WORK REQUIRED >>
How many lines in the data below contain the string "brown"? Reply with the number alone.
* start DATASET RECORDS *
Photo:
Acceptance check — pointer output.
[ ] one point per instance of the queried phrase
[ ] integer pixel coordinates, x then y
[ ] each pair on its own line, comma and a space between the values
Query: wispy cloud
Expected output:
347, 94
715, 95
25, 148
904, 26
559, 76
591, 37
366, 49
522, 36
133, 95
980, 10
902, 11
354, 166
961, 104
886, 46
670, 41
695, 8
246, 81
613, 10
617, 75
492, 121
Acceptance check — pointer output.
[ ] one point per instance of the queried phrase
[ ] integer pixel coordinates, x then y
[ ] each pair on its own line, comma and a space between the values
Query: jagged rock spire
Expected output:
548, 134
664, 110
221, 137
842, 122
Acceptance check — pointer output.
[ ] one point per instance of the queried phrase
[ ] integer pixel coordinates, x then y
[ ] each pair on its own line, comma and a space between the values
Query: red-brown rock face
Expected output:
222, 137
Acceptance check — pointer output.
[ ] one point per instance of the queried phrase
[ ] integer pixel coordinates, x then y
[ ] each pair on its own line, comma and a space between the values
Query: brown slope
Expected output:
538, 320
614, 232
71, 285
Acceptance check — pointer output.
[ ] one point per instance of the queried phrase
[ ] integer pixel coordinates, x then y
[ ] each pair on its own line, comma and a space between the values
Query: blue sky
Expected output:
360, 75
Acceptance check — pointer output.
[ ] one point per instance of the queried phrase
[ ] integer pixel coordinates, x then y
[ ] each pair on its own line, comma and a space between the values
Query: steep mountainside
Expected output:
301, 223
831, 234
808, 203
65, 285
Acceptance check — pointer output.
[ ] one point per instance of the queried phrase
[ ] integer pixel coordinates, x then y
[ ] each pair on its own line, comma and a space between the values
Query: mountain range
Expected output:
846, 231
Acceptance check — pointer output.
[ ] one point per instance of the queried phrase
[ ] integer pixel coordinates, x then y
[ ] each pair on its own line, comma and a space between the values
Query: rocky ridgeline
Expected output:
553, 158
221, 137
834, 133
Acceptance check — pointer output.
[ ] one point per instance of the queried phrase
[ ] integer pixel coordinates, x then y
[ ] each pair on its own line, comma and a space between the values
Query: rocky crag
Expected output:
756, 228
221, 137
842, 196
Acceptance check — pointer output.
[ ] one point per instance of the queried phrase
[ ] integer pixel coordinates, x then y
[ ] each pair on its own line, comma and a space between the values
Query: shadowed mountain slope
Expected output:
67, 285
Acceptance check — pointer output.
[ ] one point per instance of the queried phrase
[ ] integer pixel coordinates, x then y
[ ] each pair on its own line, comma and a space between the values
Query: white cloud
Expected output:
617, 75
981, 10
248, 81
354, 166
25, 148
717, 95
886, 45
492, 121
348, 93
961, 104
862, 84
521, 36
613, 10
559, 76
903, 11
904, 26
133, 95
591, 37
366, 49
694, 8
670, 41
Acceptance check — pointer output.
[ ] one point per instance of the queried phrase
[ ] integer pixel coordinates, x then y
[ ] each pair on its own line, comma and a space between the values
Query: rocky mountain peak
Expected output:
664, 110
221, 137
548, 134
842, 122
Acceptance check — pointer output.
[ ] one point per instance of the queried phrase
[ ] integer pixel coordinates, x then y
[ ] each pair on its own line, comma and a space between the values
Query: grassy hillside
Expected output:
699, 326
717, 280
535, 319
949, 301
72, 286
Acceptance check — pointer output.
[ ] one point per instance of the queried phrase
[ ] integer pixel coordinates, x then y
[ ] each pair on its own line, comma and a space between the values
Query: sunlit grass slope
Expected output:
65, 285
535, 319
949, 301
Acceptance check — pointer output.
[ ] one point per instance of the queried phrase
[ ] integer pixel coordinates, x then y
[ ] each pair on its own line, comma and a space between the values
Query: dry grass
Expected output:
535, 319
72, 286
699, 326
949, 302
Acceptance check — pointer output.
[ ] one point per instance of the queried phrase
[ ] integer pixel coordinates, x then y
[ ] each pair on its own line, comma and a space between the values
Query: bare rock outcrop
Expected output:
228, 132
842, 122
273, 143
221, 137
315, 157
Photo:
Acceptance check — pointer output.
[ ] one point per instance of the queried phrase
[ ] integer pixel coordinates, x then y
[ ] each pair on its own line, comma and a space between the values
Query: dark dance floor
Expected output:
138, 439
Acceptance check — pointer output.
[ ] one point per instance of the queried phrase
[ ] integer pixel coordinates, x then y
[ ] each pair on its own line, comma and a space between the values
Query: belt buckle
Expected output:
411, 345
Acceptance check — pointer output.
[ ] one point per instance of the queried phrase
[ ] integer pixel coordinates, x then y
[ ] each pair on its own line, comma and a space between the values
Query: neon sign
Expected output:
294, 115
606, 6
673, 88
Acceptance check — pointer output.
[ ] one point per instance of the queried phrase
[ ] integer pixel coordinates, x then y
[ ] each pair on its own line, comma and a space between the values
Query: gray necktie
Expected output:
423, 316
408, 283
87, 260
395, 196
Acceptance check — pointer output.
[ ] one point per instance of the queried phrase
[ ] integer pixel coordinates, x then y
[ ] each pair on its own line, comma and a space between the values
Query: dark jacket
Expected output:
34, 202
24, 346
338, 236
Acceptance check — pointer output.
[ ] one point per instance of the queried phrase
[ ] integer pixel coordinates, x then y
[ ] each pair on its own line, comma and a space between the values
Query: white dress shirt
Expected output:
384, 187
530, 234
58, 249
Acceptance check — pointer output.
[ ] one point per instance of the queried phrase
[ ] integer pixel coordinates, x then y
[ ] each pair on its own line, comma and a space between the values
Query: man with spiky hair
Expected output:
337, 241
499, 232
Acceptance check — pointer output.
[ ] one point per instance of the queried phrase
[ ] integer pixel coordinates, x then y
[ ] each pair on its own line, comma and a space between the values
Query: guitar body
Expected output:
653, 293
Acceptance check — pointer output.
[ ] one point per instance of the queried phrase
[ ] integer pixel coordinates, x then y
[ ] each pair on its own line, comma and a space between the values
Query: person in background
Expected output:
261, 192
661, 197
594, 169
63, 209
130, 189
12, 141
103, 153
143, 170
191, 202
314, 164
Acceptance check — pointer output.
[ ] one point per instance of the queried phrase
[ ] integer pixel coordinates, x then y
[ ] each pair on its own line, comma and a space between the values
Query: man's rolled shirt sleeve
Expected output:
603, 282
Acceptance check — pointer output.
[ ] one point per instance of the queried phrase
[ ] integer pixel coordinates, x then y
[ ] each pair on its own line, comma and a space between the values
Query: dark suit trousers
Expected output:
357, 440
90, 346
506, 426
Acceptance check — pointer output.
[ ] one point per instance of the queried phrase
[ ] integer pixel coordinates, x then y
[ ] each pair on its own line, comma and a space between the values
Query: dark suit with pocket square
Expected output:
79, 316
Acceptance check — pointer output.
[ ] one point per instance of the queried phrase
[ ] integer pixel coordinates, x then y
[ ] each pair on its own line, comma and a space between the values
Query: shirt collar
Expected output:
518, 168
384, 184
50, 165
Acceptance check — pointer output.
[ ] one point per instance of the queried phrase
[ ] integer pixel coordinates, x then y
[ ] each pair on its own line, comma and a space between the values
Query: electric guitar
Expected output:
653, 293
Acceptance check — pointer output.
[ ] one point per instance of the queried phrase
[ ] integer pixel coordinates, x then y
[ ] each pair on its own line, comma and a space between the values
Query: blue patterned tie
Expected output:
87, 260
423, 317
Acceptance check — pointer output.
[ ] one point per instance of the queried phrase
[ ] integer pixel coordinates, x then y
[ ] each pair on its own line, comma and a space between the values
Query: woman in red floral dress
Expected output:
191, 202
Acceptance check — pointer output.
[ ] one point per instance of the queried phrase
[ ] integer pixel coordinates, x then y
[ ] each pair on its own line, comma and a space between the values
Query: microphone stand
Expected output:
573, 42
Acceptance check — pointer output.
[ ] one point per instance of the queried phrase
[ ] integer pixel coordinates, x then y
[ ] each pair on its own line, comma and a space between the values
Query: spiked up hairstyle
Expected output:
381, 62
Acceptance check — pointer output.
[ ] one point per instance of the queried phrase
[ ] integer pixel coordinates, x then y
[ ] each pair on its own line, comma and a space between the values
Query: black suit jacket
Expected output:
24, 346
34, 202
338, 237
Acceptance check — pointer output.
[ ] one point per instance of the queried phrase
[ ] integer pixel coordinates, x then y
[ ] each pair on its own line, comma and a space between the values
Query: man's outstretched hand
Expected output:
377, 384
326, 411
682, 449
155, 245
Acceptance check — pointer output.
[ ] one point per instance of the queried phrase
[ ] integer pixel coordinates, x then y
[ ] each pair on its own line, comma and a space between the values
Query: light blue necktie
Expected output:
* end DATASET RECORDS *
CORRECT RESPONSE >>
2